** BEGIN Data supplied **

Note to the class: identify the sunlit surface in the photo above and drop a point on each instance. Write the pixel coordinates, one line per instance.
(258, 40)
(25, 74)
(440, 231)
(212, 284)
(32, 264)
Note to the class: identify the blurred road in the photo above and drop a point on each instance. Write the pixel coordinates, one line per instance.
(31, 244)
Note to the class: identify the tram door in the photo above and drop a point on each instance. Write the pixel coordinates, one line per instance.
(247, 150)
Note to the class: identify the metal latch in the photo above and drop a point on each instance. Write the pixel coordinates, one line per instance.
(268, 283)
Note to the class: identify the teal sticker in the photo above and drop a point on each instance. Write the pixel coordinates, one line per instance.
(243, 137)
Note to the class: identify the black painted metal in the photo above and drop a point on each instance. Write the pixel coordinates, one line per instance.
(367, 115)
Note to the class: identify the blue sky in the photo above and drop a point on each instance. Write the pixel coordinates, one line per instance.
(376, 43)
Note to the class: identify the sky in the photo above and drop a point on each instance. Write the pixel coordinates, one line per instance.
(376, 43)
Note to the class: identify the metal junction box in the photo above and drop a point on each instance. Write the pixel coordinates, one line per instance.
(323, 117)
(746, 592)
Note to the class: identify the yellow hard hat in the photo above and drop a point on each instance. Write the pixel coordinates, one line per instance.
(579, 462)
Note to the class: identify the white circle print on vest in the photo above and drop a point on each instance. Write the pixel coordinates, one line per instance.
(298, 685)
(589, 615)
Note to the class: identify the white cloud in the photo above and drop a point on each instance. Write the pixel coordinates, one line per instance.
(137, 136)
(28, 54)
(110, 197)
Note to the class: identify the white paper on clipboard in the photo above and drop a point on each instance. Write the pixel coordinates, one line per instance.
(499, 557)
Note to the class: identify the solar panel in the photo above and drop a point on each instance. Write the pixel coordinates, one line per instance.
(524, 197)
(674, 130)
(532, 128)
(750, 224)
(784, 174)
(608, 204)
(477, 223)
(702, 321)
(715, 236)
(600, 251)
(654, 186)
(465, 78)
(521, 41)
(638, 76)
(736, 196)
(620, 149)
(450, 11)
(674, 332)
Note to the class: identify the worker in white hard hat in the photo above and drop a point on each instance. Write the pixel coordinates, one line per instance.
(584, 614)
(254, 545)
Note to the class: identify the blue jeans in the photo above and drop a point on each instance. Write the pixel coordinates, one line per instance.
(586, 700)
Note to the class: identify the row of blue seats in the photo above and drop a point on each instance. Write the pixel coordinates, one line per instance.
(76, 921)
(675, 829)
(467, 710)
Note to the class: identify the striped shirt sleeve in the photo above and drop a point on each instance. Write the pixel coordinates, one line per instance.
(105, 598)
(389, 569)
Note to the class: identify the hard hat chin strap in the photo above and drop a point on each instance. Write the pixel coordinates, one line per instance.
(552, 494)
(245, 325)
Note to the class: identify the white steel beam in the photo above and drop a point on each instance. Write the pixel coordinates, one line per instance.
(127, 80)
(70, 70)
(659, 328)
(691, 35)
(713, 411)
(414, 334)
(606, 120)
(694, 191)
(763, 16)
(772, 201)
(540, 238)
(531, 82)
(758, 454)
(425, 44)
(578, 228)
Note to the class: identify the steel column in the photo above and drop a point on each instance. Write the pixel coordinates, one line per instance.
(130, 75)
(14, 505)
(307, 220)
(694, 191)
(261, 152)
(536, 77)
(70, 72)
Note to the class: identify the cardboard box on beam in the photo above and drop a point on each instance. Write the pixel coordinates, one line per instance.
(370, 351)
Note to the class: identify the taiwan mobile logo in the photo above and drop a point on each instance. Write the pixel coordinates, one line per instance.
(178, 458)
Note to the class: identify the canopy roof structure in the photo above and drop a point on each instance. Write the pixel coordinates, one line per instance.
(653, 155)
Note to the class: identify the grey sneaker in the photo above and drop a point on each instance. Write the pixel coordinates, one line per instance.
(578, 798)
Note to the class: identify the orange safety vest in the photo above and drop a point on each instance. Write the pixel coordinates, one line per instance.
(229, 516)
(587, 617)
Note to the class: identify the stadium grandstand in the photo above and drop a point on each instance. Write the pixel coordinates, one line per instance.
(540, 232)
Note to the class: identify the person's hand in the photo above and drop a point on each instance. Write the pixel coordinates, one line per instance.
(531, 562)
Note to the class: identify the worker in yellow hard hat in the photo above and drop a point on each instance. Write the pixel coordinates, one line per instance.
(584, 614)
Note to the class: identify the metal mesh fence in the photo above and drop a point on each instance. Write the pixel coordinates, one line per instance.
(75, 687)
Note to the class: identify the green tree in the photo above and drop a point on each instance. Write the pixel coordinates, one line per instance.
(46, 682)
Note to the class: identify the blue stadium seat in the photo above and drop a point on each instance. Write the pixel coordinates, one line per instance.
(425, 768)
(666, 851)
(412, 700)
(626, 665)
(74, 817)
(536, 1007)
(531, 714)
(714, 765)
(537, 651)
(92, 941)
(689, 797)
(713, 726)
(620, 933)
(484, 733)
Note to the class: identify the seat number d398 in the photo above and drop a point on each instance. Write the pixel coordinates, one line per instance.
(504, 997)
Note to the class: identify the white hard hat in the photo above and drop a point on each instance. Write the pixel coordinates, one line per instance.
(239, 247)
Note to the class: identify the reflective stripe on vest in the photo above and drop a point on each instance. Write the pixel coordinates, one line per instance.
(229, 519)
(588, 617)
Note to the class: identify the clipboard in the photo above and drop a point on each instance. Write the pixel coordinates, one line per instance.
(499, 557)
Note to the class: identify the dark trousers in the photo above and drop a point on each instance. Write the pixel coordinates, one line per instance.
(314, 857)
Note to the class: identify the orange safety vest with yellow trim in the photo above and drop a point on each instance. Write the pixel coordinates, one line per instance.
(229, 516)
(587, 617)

** END Data supplied **

*Work to be completed*
Convert the lines from the one containing "Note to the class: identify the dark" through the end of the records, inclusive, into a numbered list, leaving out any blank lines.

*Exercise response*
1. Note to the class: identify the dark trousers in the photo above and drop a point on each instance. Write the pixel coordinates, one line per instance.
2. (314, 857)
3. Note to the class: identify the orange safety vest with yellow trim in the photo above and drop a point on each instance. Write the pixel coordinates, one line per instance.
4. (229, 516)
5. (587, 617)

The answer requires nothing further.